* [EXERCISE]
Convert each line of the records below into a JSON list of strings, with one string per line and any blank lines omitted.

***** RECORDS FOR THIS TASK *****

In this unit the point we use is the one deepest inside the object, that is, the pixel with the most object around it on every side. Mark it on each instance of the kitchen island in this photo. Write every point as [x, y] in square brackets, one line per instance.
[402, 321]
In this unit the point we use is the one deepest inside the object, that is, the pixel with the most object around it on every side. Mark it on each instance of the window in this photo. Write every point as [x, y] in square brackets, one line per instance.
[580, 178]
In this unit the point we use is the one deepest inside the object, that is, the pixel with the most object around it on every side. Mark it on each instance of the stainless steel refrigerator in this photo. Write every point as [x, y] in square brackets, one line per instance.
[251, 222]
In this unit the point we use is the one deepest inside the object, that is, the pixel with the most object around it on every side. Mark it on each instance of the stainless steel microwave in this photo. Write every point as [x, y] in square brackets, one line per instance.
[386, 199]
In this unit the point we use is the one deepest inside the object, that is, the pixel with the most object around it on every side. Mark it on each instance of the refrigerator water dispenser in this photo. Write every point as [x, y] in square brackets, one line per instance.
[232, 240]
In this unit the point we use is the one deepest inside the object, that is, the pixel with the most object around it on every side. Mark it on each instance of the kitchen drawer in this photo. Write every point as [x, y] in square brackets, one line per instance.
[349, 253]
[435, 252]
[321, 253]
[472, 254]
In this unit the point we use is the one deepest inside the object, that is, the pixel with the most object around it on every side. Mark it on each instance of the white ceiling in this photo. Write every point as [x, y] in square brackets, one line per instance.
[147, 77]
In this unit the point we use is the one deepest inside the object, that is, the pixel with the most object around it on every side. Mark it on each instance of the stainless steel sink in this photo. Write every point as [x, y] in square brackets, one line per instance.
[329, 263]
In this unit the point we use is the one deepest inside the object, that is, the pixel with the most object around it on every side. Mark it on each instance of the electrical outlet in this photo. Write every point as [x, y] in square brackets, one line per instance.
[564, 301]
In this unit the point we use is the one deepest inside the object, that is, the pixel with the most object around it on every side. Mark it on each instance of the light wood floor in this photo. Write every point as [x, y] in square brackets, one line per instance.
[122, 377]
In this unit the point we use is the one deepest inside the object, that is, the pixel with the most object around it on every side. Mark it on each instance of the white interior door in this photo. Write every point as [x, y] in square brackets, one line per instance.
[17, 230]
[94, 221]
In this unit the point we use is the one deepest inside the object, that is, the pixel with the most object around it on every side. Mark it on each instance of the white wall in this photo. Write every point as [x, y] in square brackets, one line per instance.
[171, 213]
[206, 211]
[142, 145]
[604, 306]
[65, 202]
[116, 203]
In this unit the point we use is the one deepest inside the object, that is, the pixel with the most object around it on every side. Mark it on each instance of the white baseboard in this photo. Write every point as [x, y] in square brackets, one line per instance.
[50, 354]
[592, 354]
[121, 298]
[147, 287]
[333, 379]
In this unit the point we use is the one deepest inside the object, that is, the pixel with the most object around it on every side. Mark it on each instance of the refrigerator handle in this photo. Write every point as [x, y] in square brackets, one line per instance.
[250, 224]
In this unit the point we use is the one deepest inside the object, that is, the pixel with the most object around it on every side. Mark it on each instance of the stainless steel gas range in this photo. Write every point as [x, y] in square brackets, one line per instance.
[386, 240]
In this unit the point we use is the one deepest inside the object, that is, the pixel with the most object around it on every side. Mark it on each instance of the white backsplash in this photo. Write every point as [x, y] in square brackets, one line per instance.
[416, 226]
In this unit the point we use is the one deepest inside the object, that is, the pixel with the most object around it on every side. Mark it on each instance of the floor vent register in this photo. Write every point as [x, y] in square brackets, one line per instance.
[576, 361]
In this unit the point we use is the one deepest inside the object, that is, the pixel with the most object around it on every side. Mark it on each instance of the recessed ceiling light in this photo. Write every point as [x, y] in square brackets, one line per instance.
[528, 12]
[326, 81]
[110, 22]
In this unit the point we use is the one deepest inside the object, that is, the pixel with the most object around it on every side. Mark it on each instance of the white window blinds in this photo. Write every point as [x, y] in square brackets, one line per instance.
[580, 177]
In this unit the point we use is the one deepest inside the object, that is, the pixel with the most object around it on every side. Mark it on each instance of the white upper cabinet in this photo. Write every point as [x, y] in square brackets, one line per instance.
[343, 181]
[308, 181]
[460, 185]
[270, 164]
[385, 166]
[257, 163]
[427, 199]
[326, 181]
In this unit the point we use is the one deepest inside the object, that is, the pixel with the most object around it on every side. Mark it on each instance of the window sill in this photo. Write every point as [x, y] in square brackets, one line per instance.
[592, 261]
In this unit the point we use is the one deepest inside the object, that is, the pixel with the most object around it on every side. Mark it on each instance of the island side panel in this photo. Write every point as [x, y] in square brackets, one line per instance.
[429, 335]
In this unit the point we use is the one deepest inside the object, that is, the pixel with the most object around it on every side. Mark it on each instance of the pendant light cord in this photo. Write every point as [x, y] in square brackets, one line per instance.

*****

* [RESULT OF THIS TASK]
[
  "In this unit the point we use is the one deepest inside the object, that is, the pixel with the most object around it on every side. Mark it on each instance of the kitchen island in this photo. Write every point as [x, y] in square brackets, one line per instance.",
  "[402, 321]",
  "In this unit the point we use is the one deepest inside the object, that is, the pixel with the most object around it on every side. Mark it on each instance of the window in this photo. Write every point as [x, y] in square brackets, one line per instance.",
  "[580, 178]",
  "In this unit the point we use is the one deepest inside the object, that is, the pixel with the most object around it on every side. Mark it on each instance of the stainless steel refrigerator in this photo. Write every point as [x, y] in square brackets, one line per instance.",
  "[251, 222]",
  "In this unit the point we use is the one deepest inside the object, that is, the pixel with the most object around it on every side. Mark it on each instance of the stainless steel microwave in this photo. Write every point as [x, y] in square brackets, one line per instance.",
  "[386, 199]",
  "In this unit the point we use is the one deepest inside the object, that is, the pixel with the most object around it on every side. Mark it on each instance of the refrigerator water dispenser in this photo. Write every point as [x, y] in square brackets, one line per instance.",
  "[232, 240]",
  "In this unit the point we use is the one deepest inside the object, that is, the pixel with the most object around it on every side. Mark it on each instance of the kitchen drawer in this photo. Write every point as [x, y] in square brackets, one line per instance.",
  "[349, 253]",
  "[435, 252]",
  "[321, 253]",
  "[472, 254]",
  "In this unit the point we use is the one deepest inside the object, that is, the pixel with the most object around it on every side. Mark it on each instance of the white ceiling in this photo. Write every point as [x, y] in square brackets, one line per instance.",
  "[147, 77]",
  "In this unit the point we use is the one deepest inside the object, that is, the pixel with the most object around it on every side. Mark it on each instance of the stainless steel sink in this photo. Write every point as [x, y] in square brackets, one line per instance.",
  "[329, 263]",
  "In this unit the point we use is the one deepest inside the object, that is, the pixel with the most object around it on every side. Mark it on each instance of the electrical outlet in this photo. Write every point as [x, y] in square brackets, one line per instance.",
  "[564, 301]",
  "In this unit the point we use is the one deepest inside the object, that is, the pixel with the most object around it on every side. Mark it on each instance of the light wood floor in this photo. Write every point as [x, y] in square brackets, one line per instance.",
  "[122, 377]",
  "In this unit the point we use is the one deepest inside the object, that is, the pixel with the most object around it on every side. Mark it on each instance of the white interior door in this photo. Write every point as [x, y] in square brackets, one line per instance.",
  "[17, 230]",
  "[94, 221]",
  "In this unit the point we use is the one deepest inside the object, that is, the pixel with the most object around it on every side. Mark it on each instance of the white wall in this photo. Write every point as [x, y] in square brackets, one line per instance.",
  "[171, 213]",
  "[206, 211]",
  "[142, 145]",
  "[604, 306]",
  "[65, 202]",
  "[116, 203]",
  "In this unit the point we use is the one deepest inside the object, that is, the pixel with the most object around it on every side. Mark it on each instance of the white baseboard in this photo. Write every point as [x, y] in square brackets, one line per instance.",
  "[50, 354]",
  "[592, 354]",
  "[121, 298]",
  "[147, 287]",
  "[333, 379]",
  "In this unit the point we use is the one deepest inside the object, that is, the pixel with the most object around it on every side. Mark it on each instance of the refrigerator handle in this photo. Write every point as [x, y] in square brackets, one line per instance.",
  "[250, 224]",
  "In this unit the point we use is the one deepest inside the object, that is, the pixel with the most object around it on every side. Mark it on each instance of the stainless steel gas range in this photo. Write every point as [x, y] in square brackets, one line per instance.",
  "[386, 240]",
  "In this unit the point we use is the one deepest inside the object, that is, the pixel with the most object around it on every side. Mark it on each instance of the white backsplash in this photo. Write every point as [x, y] in square brackets, one line per instance.",
  "[416, 226]",
  "In this unit the point we use is the one deepest inside the object, that is, the pixel with the most object around it on every side. Mark it on each instance of the floor vent register in this photo. Write every point as [x, y] in square brackets, one line per instance.",
  "[576, 361]",
  "In this unit the point we use is the one deepest inside the object, that is, the pixel with the most object around it on every side. Mark it on each instance of the recessed ceiling light in this photo. Write every point as [x, y] in square brackets, one line per instance.",
  "[528, 12]",
  "[326, 81]",
  "[110, 22]",
  "In this unit the point we use is the one deepest inside the object, that is, the pixel with the most object around it on every side. Mark it on each instance of the white window blinds in this photo. Write every point as [x, y] in square brackets, one line per instance.",
  "[580, 177]",
  "In this unit the point we use is the one deepest inside the object, that is, the pixel with the most object around it on every side. Mark it on each instance of the white upper cabinet in this photo. Write every point as [x, y] in square brackets, one line per instance.",
  "[343, 181]",
  "[308, 181]",
  "[460, 185]",
  "[270, 164]",
  "[385, 166]",
  "[257, 163]",
  "[427, 199]",
  "[326, 181]",
  "In this unit the point we use is the one deepest inside the object, that is, the pixel with the most object around it on every side. Mark it on each instance of the window sill in this photo. Write every point as [x, y] in square brackets, one line per instance.",
  "[592, 261]",
  "In this unit the point we use is the one deepest inside the object, that is, the pixel with the most object around it on every side. Mark it on each instance of the island side panel in this photo. Write every point as [x, y] in square brackets, one line per instance.",
  "[429, 335]",
  "In this unit the point we use is the one deepest inside the object, that is, the pixel with the most object around it on every side. Mark it on each instance of the pendant light cord in this photo. Write every point as [x, y] in square brackets, one line per instance."
]